### Direction
Reproduce the section of the Down's syndrome passage below that begins with "When you hear" and ends with "No he's not.", changing "propensity" to "tendency".

### Passage given
--- begin ---
The more of an activist I become, the more I discover what people really think of Down's syndrome, the less I want to absorb from those people, yet the more I seem to stumble upon them. A vicious catch 22 and it's been splintering my resolve. I stand, but only just. I have been entirely frozen and unable to write lately because I just cannot constantly think about this.

But I have to. I haven't the luxury of a choice. Because it's out there, and there's so little I can do about any of it so I do only what I am able.

When you hear in the news that an entire country (Iceland) prides itself on 'eliminating Down's syndrome' when all that they've done is to prevent anyone from being born with it via terminating pregnancies, well...that, folks, is kindling. (It is also Eugenics.) Light 'em up.

My son. My beautiful Rukai, better off dead? Really?

Better off dead because he does things more slowly than everyone else?

Better off dead because he has a greater propensity for acquiring some health problems - most of which a whopping motherlode of other people will acquire anyway?

Better off dead because he struggles to walk, to speak?

Better off dead? No. No he's not.

How would you feel? Would you burn? Would you blaze?

I do.

Rukai takes a longer time than most people to do most things, but he can and will do them, in his own time. Yet people constantly throw him into a box labeled 'incapable', and 'lost cause' and worst of all, 'better off dead'. Three copies of a chromosome and shazam. Better off dead. Clearly I must be imagining all the joy and the progress, all the happiness and the possibility, all the success and the little triumphs. I must be imagining all of it.

Oh you bet I burn.

I burn with the memory of what we were told to fear and so what we believed, and how we were treated, and how every memory of my only son's birth always begins with a billion layers of sorrow cloaked over us by others. In the fog of that sorrow, I cannot go back and easily remember the delight in looking at our new family member, holding him close, enjoying our beginning. That beginning, our enthusiasm, all of it, was ripped away from us by people who didn't have the first clue what Rukai would be capable of. Many linger still. And they always will. There is no escape.

My mind and heart are ablaze. I burn. I know this will not change.

We awaken every day ready to go to battle for him. That, my friends, is what is difficult about having a child with a disability. That we have to fight so hard for the world to just let him in. I'm so bloody tired. I'm so bloody disenchanted.

I'm so bloody.

Because all those who would look at him 'on paper' and immediately think 'better off dead'? They know nothing. They were wrong. He will succeed, in his own time. Do not underestimate him.

He is my son. Don't you dare.

_____


Fast forward to late August 2017. Our mini bus parked up at the foot of the mighty Ben Nevis, tallest mountain in the UK. Stacks of people, mostly strangers to each other, piled out, loaded up with gear. Last minute pitstops behind the bushes and off we went. I was about to undertake the National Three Peaks Challenge: climb the three highest peaks in England, Scotland and Wales over 24 hours.
--- end ---
### Dataset entries
--- begin ---
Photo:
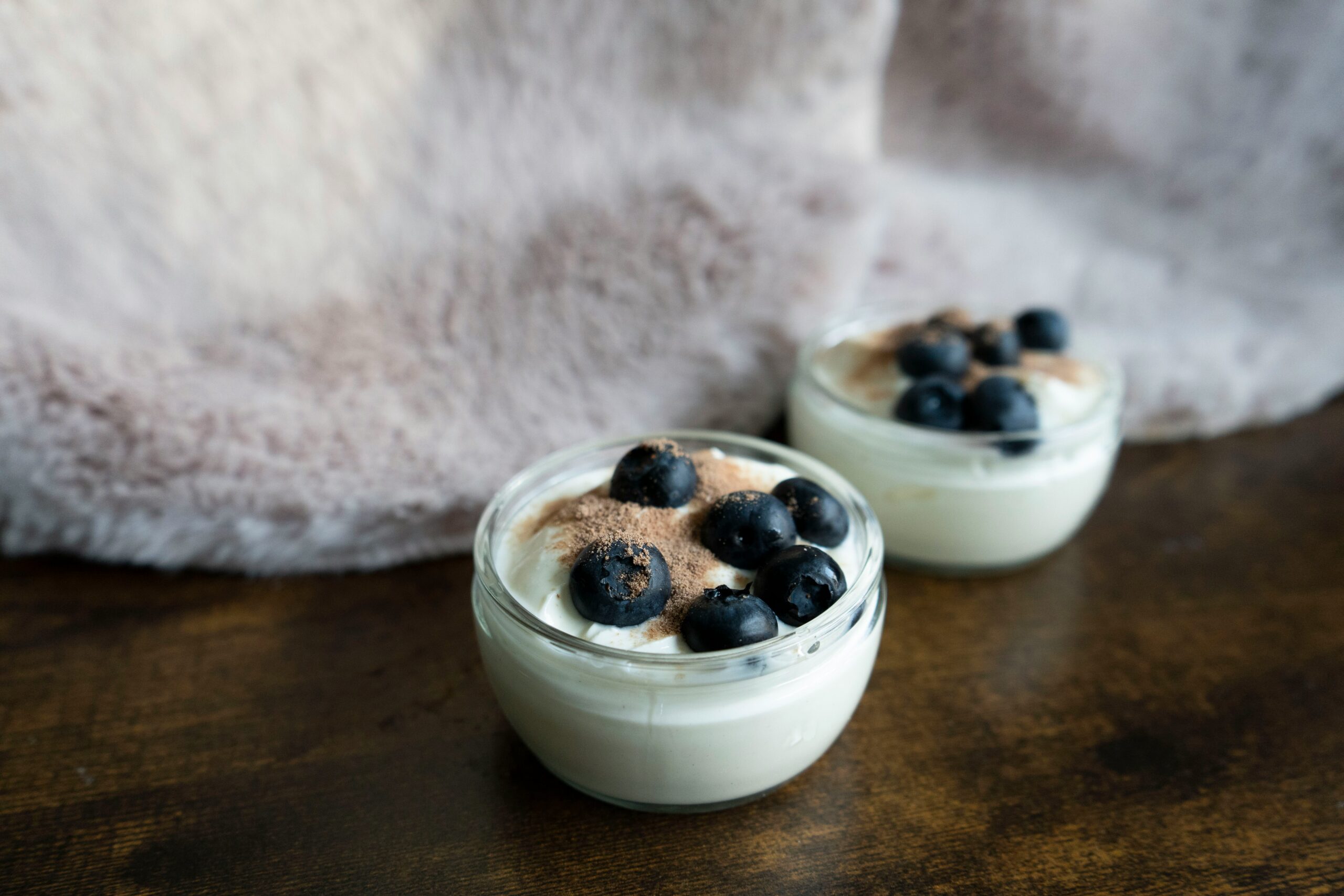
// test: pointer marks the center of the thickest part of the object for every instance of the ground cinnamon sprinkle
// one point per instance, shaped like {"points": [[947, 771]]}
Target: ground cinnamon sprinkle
{"points": [[675, 532], [875, 354]]}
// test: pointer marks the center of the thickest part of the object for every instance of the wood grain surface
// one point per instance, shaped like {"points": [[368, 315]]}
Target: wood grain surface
{"points": [[1158, 708]]}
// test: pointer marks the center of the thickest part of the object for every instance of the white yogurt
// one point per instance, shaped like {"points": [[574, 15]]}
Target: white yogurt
{"points": [[952, 501], [643, 722]]}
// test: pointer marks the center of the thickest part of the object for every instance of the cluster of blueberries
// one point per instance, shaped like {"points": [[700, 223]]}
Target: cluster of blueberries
{"points": [[748, 530], [939, 356]]}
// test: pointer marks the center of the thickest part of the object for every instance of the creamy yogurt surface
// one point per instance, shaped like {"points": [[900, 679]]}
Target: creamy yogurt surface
{"points": [[536, 558], [863, 373]]}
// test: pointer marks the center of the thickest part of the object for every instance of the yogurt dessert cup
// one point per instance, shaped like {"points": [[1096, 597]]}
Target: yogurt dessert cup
{"points": [[953, 491], [689, 696]]}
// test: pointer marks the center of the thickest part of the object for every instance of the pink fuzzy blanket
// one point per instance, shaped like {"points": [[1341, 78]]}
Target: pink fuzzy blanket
{"points": [[296, 285]]}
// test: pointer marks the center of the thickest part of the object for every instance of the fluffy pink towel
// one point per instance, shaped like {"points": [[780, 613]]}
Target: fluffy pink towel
{"points": [[298, 285]]}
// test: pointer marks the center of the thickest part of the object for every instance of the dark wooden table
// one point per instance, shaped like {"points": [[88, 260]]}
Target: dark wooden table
{"points": [[1159, 708]]}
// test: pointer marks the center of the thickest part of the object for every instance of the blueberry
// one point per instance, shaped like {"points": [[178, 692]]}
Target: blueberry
{"points": [[933, 400], [817, 516], [743, 529], [1002, 405], [996, 345], [620, 583], [934, 350], [800, 583], [722, 618], [1043, 330], [655, 475]]}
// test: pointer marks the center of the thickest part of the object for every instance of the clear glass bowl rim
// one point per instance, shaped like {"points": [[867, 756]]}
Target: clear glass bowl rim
{"points": [[551, 469], [870, 318]]}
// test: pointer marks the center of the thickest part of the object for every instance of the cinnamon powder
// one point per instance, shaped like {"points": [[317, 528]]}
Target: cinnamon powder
--- end ---
### Answer in full
When you hear in the news that an entire country (Iceland) prides itself on 'eliminating Down's syndrome' when all that they've done is to prevent anyone from being born with it via terminating pregnancies, well...that, folks, is kindling. (It is also Eugenics.) Light 'em up.

My son. My beautiful Rukai, better off dead? Really?

Better off dead because he does things more slowly than everyone else?

Better off dead because he has a greater tendency for acquiring some health problems - most of which a whopping motherlode of other people will acquire anyway?

Better off dead because he struggles to walk, to speak?

Better off dead? No. No he's not.